> **KERJAKAN SOAL BERIKUT**
1 - Ubahlah bagian teks tentang Watu Ebeg yang dibuka dengan kata-kata "Tulisan pada batu" dan ditutup dengan "aus dimakan waktu.", lalu ganti "raja" dengan "penguasa".
2 - Menurut teks tentang Watu Ebeg, pada tahun berapa gambar dua batu dari Watupatok dikirim ke museum di Batavia?
3 - Terjemahkan kalimat dari teks tentang Watu Ebeg ini ke dalam bahasa Inggris: "Batu itu berdiri setinggi dada orang dewasa dengan lebar sekitar satu depa."

> **TEKS BACAAN**
Misteri Watu Ebeg di Desa Watupatok: Jejak Aksara Kuno di Tanah Pacitan

Redaksi |
Watu Ebeg, Prasasti di Desa Watupatok, Kecamatan Bandar Pacitan | Foto: Sugeng Kariyodiharjo
Di sebuah desa bernama Watupatok, Kecamatan Bandar, Kabupaten Pacitan, berdiri sebuah bangunan batu yang hingga kini masih menyimpan misteri. Masyarakat setempat menyebutnya “Watu Ebeg”, sebuah sebutan yang mengundang tanya sejak lama. Disebut bangunan karena bentuknya jelas menunjukkan adanya campur tangan manusia, bukan hasil bentukan alam semata.

Batu itu berdiri setinggi dada orang dewasa dengan lebar sekitar satu depa. Di sisi kanan dan kiri terdapat dua batu besar, sementara di bagian tengah tampak semacam alas dari batu andesit. Sekilas, susunannya menyerupai sebuah pintu gerbang kuno yang mungkin mengarah ke tempat yang disucikan. 

Makna Kata “Ebeg” 

Dalam bahasa Jawa, kata ebeg memiliki beberapa arti. Menurut Poerwadarminta, ebeg dapat bermakna lemeking lapak kang rinengga-rengga (alas atau pelana yang dihias). Sementara dalam Kamus Jawa Kuna–Indonesia karya Zoetmulder, ebeg diartikan sebagai “tutup pelana yang dihias”, atau “tutup kulit dari pelana kuda beban.” Dari sini, muncul dugaan bahwa penamaan Watu Ebeg bisa berkaitan dengan fungsi atau simbol pelindung, mungkin bahkan bersifat ritualistik. 

Laporan Tua dari Abad ke-19 

Keberadaan batu bertulis di Watupatok ternyata sudah tercatat dalam Verhandelingen Van Het Bataviaasch Genootschap Van Kunsten En Wetenschappen, Deel XLVI, tahun 1890. 

Disebutkan bahwa pada tahun 1889, gambar dua batu dengan ukiran huruf besar dari “Watoe Patok, District Tegal Amba, afdeeling Patjitan” telah dikirim ke museum di Batavia. 

Tulisan pada batu itu disebut sebagai tulisan tentang pertanggalan, meski hingga kini belum diketahui dengan pasti masa dan raja pembuatnya. Kini, hanya tersisa satu huruf yang terbaca, diduga merupakan angka satu, sementara sisanya telah aus dimakan waktu.

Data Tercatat
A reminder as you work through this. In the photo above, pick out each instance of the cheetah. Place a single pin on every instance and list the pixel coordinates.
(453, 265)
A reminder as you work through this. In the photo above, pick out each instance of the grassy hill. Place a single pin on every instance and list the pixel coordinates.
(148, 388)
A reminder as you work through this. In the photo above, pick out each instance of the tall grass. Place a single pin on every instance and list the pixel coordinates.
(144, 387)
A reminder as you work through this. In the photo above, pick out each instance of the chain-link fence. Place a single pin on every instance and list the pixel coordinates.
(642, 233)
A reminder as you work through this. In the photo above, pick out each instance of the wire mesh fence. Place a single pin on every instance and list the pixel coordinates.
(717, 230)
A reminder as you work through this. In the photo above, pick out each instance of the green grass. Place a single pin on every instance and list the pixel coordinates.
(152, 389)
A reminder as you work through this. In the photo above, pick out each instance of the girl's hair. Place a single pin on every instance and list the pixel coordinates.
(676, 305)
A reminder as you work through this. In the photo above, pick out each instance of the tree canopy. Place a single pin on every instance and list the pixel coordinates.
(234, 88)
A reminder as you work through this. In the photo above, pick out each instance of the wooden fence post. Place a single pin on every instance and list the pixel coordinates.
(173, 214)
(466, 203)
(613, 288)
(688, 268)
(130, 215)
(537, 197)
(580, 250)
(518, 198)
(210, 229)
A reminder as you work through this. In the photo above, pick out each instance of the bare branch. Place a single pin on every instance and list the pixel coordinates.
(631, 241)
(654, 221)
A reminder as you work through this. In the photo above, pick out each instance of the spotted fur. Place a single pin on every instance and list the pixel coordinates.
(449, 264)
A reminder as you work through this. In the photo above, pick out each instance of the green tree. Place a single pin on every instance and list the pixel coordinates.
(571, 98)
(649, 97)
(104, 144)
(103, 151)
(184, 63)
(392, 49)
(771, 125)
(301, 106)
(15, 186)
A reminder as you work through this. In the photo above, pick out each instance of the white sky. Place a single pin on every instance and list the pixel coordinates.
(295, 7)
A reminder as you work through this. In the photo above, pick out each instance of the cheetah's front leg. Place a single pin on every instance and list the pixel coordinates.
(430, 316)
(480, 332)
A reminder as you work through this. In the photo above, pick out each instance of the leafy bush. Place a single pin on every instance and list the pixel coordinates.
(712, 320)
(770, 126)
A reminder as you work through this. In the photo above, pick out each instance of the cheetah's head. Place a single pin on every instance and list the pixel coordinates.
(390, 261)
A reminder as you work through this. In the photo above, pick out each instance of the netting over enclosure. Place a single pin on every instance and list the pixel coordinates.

> **KUNCI JAWABAN**
1 -
Tulisan pada batu itu disebut sebagai tulisan tentang pertanggalan, meski hingga kini belum diketahui dengan pasti masa dan penguasa pembuatnya. Kini, hanya tersisa satu huruf yang terbaca, diduga merupakan angka satu, sementara sisanya telah aus dimakan waktu.

2 - Pada tahun 1889.

3 - The stone stands as high as an adult's chest and is about one arm span wide.